» Task directions
Could you copy, word for word, only the lines from the one containing "the glass stem?" through the last line of the records below, both included?

» Data shown
- - - -
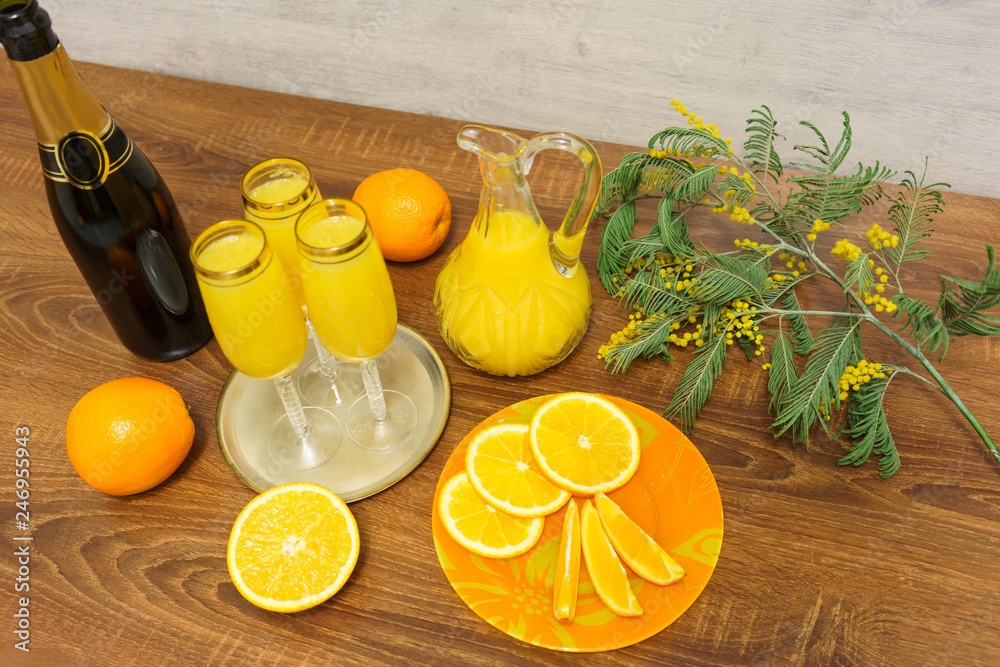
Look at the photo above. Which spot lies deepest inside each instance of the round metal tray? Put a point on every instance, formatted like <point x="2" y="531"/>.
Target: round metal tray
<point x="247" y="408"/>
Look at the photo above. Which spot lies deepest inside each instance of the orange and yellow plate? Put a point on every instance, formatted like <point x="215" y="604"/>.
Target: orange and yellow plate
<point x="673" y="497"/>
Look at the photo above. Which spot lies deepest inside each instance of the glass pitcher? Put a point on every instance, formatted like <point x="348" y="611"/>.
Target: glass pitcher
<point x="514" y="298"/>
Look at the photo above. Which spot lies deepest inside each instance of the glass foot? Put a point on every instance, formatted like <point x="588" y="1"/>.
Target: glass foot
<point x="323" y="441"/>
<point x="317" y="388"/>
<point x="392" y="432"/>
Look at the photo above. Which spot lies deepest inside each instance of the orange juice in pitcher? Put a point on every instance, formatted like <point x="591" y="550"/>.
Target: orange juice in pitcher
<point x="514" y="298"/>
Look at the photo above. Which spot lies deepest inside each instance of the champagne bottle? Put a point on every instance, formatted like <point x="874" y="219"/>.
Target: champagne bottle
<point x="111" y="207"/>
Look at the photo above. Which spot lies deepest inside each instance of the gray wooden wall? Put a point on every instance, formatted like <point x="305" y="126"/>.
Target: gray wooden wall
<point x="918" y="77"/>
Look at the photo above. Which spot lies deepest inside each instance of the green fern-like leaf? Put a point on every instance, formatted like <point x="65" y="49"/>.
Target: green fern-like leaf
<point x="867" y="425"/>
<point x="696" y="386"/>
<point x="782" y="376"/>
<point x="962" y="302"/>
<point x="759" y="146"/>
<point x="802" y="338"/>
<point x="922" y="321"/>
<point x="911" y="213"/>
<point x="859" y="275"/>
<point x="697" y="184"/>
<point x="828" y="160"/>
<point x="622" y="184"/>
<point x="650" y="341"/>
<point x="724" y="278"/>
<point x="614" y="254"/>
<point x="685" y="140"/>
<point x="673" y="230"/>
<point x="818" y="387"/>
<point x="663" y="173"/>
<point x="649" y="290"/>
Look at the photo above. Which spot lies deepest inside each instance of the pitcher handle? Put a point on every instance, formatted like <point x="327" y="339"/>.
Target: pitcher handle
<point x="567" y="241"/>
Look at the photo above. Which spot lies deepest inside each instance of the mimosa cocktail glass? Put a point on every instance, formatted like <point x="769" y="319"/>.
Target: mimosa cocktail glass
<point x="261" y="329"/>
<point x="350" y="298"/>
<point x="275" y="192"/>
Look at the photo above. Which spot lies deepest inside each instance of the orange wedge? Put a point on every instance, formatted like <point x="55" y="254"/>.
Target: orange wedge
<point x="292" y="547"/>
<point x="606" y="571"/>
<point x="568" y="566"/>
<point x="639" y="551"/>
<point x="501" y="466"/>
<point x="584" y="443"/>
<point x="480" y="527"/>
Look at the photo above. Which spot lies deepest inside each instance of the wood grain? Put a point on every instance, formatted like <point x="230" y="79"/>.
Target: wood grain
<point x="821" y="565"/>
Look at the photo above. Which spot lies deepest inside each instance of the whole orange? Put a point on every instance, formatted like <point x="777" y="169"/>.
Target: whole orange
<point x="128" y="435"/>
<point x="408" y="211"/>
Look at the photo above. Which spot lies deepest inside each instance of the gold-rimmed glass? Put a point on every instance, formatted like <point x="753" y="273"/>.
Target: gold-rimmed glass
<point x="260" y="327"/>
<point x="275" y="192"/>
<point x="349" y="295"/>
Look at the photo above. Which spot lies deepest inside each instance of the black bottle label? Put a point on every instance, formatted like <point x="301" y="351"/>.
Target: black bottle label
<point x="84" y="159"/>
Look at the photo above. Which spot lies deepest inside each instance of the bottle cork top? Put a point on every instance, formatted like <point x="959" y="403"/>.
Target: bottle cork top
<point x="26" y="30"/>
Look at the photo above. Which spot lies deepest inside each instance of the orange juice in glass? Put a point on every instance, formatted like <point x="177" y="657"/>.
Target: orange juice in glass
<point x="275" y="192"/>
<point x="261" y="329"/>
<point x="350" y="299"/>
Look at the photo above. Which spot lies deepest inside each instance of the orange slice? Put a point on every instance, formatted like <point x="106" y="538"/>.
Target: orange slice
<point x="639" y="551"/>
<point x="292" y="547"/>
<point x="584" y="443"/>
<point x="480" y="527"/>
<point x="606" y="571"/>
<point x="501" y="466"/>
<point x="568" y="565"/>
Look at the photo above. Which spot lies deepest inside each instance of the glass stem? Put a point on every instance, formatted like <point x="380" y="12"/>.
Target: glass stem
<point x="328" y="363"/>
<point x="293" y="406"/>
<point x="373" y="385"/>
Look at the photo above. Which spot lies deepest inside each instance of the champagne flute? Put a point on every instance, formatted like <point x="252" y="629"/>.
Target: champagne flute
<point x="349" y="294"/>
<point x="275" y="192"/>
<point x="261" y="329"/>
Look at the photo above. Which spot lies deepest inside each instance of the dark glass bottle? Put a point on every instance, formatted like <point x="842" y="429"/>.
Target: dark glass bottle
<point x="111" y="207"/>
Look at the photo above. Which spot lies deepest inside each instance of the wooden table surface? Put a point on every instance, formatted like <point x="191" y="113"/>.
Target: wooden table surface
- - - -
» Answer to this exercise
Look at the photo above. Which spot lies deepest inside each instance of the glass stem? Put a point on every instance, formatted like <point x="380" y="12"/>.
Target: glass stem
<point x="328" y="363"/>
<point x="293" y="406"/>
<point x="373" y="385"/>
Look at the photo above. Which spot lies deepest inside each instance of the champagne flute? Put a point on every instance, formatted like <point x="252" y="629"/>.
Target: champagne flute
<point x="349" y="294"/>
<point x="275" y="192"/>
<point x="261" y="329"/>
Look at the photo above. Which spot lies deepest inside each instance of the dark glass bottle? Put a point on every instance, formatted like <point x="842" y="429"/>.
Target: dark glass bottle
<point x="111" y="207"/>
Look at the photo above. Which spot lies deepest inside each instance of the wooden table surface? Put a point on every instance, formatted like <point x="191" y="113"/>.
Target: wooden table surface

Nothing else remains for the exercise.